- **DATASET EXCERPTS**:
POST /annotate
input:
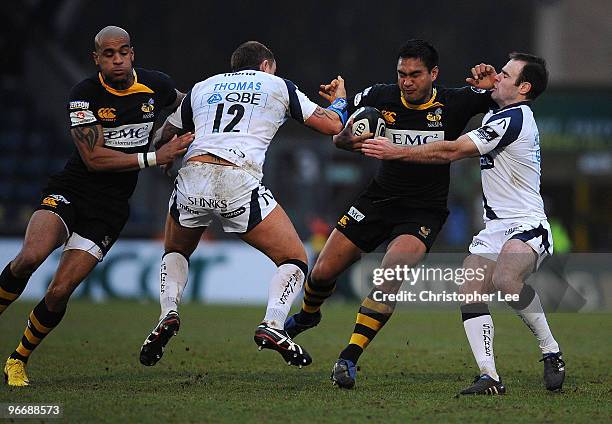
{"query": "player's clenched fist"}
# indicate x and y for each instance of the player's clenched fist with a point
==
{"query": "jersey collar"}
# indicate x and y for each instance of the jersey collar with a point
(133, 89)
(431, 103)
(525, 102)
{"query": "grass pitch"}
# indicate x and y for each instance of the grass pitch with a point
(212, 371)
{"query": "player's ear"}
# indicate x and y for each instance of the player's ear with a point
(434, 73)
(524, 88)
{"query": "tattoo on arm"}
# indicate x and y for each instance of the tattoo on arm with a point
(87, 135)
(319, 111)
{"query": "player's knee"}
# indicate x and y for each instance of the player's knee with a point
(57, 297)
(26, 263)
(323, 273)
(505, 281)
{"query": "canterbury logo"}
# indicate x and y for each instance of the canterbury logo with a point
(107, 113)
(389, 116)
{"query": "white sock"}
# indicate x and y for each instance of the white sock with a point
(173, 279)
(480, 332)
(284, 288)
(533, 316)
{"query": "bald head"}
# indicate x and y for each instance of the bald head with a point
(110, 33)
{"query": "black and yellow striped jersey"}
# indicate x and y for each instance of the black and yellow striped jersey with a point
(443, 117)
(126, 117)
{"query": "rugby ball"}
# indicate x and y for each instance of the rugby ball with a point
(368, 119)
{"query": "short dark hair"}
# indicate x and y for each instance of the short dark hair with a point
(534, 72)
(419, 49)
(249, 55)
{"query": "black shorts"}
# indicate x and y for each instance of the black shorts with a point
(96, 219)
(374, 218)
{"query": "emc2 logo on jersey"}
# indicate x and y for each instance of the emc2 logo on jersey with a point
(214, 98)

- **STATED TASK**: Begin at the line that has "POST /annotate" and stop after the line that has "fist with a point". Output that span of the data with "clenched fist" replaced by "open hand" and everything else unchanged, omitting the picture.

- **TASK ANSWER**:
POST /annotate
input:
{"query": "player's open hand"}
# indicate x and y for each instance of the player's open hand with a point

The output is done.